*** INFORMATION SUPPLIED Section Begins ***
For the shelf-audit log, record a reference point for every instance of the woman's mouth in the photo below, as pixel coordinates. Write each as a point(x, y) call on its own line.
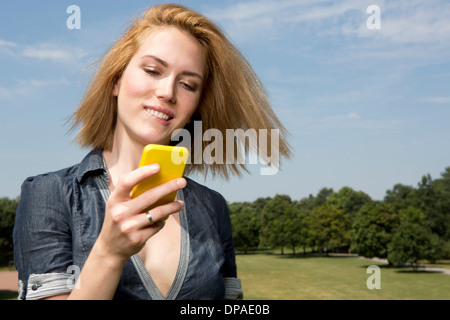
point(159, 114)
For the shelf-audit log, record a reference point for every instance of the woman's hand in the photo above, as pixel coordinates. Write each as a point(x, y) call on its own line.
point(126, 228)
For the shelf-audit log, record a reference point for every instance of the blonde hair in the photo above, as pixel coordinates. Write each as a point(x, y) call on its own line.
point(232, 97)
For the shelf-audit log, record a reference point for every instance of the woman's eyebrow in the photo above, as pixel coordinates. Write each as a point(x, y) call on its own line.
point(165, 64)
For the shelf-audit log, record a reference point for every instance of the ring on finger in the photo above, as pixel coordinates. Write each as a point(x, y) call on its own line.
point(149, 217)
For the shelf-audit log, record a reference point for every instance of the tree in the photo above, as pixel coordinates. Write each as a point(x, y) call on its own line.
point(372, 229)
point(349, 200)
point(271, 232)
point(245, 221)
point(412, 240)
point(294, 228)
point(330, 227)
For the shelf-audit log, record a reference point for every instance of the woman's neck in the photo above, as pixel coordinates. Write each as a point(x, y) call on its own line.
point(122, 159)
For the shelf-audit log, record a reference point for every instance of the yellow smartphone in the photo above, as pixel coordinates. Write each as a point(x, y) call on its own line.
point(172, 162)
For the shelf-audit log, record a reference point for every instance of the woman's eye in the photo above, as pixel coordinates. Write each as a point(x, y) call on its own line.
point(152, 72)
point(188, 86)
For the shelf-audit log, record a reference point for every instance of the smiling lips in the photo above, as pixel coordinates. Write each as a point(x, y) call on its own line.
point(162, 115)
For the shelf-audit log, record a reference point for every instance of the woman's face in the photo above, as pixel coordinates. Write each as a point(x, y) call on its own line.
point(161, 87)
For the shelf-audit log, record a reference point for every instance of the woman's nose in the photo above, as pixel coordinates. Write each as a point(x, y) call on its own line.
point(167, 89)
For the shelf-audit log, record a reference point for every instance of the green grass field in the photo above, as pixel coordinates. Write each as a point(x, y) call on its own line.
point(268, 277)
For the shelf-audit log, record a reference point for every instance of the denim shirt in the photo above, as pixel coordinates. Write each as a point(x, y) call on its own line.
point(60, 216)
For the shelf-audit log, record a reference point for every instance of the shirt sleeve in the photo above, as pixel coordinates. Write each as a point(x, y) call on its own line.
point(42, 239)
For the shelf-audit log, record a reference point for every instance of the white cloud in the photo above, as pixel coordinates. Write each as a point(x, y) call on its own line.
point(53, 52)
point(26, 87)
point(44, 51)
point(437, 99)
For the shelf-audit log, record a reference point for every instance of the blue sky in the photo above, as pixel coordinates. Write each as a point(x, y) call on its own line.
point(366, 108)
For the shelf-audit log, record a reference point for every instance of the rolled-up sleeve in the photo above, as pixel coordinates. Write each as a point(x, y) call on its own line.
point(42, 239)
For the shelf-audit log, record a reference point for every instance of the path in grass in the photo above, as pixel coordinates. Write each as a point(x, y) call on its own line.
point(286, 277)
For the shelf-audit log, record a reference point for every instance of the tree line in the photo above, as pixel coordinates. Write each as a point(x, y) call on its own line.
point(408, 225)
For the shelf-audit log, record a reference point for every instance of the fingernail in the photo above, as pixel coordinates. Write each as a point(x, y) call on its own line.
point(154, 167)
point(181, 182)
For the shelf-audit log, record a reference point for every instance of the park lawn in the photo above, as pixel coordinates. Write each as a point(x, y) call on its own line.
point(277, 277)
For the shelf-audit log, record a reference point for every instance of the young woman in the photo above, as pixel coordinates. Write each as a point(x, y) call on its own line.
point(79, 235)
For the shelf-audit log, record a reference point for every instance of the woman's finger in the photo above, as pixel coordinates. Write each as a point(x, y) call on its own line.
point(152, 196)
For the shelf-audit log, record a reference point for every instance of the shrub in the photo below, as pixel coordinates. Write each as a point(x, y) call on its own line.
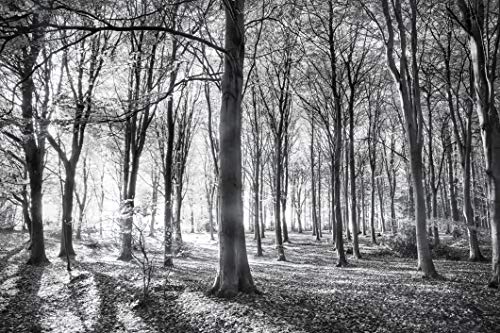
point(446, 252)
point(404, 243)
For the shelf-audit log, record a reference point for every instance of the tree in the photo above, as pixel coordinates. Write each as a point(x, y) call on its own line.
point(233, 275)
point(406, 77)
point(484, 57)
point(88, 66)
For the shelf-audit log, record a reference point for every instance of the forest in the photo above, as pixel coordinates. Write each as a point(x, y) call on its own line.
point(249, 166)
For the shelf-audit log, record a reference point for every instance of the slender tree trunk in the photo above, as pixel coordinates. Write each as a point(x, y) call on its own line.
point(352, 179)
point(372, 207)
point(363, 206)
point(277, 199)
point(381, 204)
point(178, 216)
point(67, 214)
point(34, 153)
point(256, 209)
point(314, 216)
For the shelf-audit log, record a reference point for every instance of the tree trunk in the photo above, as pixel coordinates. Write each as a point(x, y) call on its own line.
*** INFORMATION SUPPLIED Section Ends ***
(PROBLEM TO SOLVE): The preceding listing must be repeated exactly, with all images dropped.

(SOLVED PROBLEM):
For the shelf-audit log, record a reference point for every instance of the woman's mouth in the photo below, as pixel coordinates. Write each as a point(x, y) call on its own line.
point(159, 114)
For the shelf-audit log, record a reference point for every instance of the woman's hand in the photo above, as pixel coordinates. Write each as a point(x, y) call on its own line.
point(126, 228)
For the shelf-audit log, record a reference point for every instance of the blonde hair in the photo above, as pixel coordinates. Write each as a point(x, y) call on its own line.
point(232, 97)
For the shelf-audit log, record a reference point for every instance of the woman's eyebrow in the photo above, as pixel coordinates. Write each as a point(x, y) call on its own line.
point(165, 64)
For the shelf-audit log, record a reference point for every instance of the ring on finger in the photo above, as pixel coordinates. Write each as a point(x, y) call on its own line.
point(149, 217)
For the shelf-audit log, record a reference point for every instance of the tree in the photo above, as pixel coordinates. Write each as a point(x, y) call on its own line.
point(372, 229)
point(349, 200)
point(271, 232)
point(245, 221)
point(412, 240)
point(294, 228)
point(330, 227)
For the shelf-audit log, record a reference point for every instance of the woman's neck in the photo above, as pixel coordinates. Write each as a point(x, y) call on its own line.
point(122, 159)
For the shelf-audit log, record a reference point for every instance of the yellow smartphone in the photo above, as pixel coordinates. Write each as a point(x, y) call on its own line.
point(172, 162)
For the shelf-audit log, record a reference point for every instance of the woman's eye in the photo above, as pixel coordinates. Write each as a point(x, y) call on its own line.
point(152, 72)
point(188, 86)
For the shelf-audit log, record a reference point for every instance of the smiling lips in the photo above, as pixel coordinates. Write each as a point(x, y) call on its own line.
point(162, 115)
For the shelf-audit log, record a reference point for every instance of the woman's face in the photo above, as pixel coordinates. Write each as a point(x, y) call on its own line.
point(161, 87)
For the shelf-audit log, record a reference point for every instance of the woman's nose in the photo above, as pixel coordinates. Write each as a point(x, y) call on its own line.
point(167, 89)
For the shelf-audit log, record a reference point for every instance of the green grass field in the photo above, as pixel coordinates. Write each as a point(x, y) call on its own line.
point(268, 277)
For the shelf-audit log, record a reference point for every instance of the denim shirt in the photo above, as pixel coordinates. Write each as a point(x, y) call on its own line.
point(60, 216)
For the shelf-audit log, record a reference point for every instance of the shirt sleeve in the photo above, as pixel coordinates. Write each as a point(x, y) call on its own line.
point(42, 239)
For the shelf-audit log, record a reference point for every instance of the white cloud in the photo above, as pixel coordinates. Write each as a point(x, y) call on its own line.
point(53, 52)
point(26, 87)
point(44, 51)
point(437, 99)
For the shelf-audit log, record a reference point for every instance of the blue sky in the photo above, as pixel coordinates. Write each as a point(x, y) call on its own line.
point(366, 108)
For the shelf-audit log, record a reference point for every instance of the rolled-up sleeve in the photo above, as pixel coordinates. Write each as a point(x, y) call on its own line.
point(42, 239)
For the shelf-audit log, record a reference point for every instance of the path in grass in the photo above, as pixel coordinates. Write each as a point(x, y) call on its own line.
point(286, 277)
For the shelf-audit log, record a reference point for every instance of the tree line in the photo above, as pixel coordinates. Write each as a point(x, y) call on its own line.
point(408, 225)
For the shelf-audit log, record a reference point for every instance of the fingernail in the photo above, as pixel coordinates. Write each as a point(x, y) call on its own line.
point(154, 167)
point(181, 182)
For the shelf-audit log, record a reference point for every instance of the park lawn in the photo above, as pixel coordinates. Write each as a point(x, y) call on its own line.
point(277, 277)
For the shelf-audit log, record a reference point for every instance of the young woman in the photo above, as pixel coordinates. Write each as a point(x, y) call on its own line.
point(79, 235)
For the shelf-audit log, record a reference point for every instance of the woman's finger in the photo above, as pixel coordinates. Write each as a point(x, y) call on its own line.
point(152, 196)
For the shelf-audit log, record a reference point for every instance of the shrub in the photo below, as pixel coordinates. Write each as a point(x, y) call on its own line.
point(446, 252)
point(404, 243)
For the shelf-audit log, record a reference point for every instance of the tree in the photo above, as pixel coordinates. Write each as a point(x, y) call on its own line.
point(233, 275)
point(406, 77)
point(484, 57)
point(88, 66)
For the shelf-audit log, record a reference point for every instance of the forest in the photo above, as pixel coordinates. Write each as a point(x, y) call on its own line.
point(249, 166)
For the shelf-audit log, record a reference point for every instance of the slender tree trunk in the photo above, as pixel coordinates. Write each as a point(x, y) call on its own line.
point(352, 179)
point(372, 207)
point(363, 206)
point(277, 199)
point(381, 204)
point(178, 216)
point(67, 214)
point(34, 153)
point(256, 209)
point(314, 216)
For the shelf-audit log, record a reference point for every instance of the tree trunk in the photo above, as pixel coordinates. Write each as a point(x, y) call on its own line.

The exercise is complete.